## What to produce
Switch "green foliage" to "leafy plants" in the item below and leave every other word as it stands.

## Listed entries
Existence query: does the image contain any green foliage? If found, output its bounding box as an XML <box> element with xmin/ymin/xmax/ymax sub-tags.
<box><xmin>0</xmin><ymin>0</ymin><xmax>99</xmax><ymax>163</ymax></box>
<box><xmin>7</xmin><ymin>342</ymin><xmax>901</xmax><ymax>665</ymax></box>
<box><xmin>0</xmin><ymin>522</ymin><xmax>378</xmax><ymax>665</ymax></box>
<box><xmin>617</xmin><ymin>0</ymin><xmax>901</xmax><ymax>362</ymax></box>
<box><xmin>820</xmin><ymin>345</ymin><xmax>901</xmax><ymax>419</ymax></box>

## Reply
Existence query: does the image contain any leafy plants? If found, output its bounding box as an XML <box> element with xmin/ymin/xmax/ymax sub-tags.
<box><xmin>0</xmin><ymin>0</ymin><xmax>99</xmax><ymax>163</ymax></box>
<box><xmin>7</xmin><ymin>342</ymin><xmax>901</xmax><ymax>665</ymax></box>
<box><xmin>0</xmin><ymin>522</ymin><xmax>378</xmax><ymax>665</ymax></box>
<box><xmin>617</xmin><ymin>0</ymin><xmax>901</xmax><ymax>362</ymax></box>
<box><xmin>820</xmin><ymin>345</ymin><xmax>901</xmax><ymax>419</ymax></box>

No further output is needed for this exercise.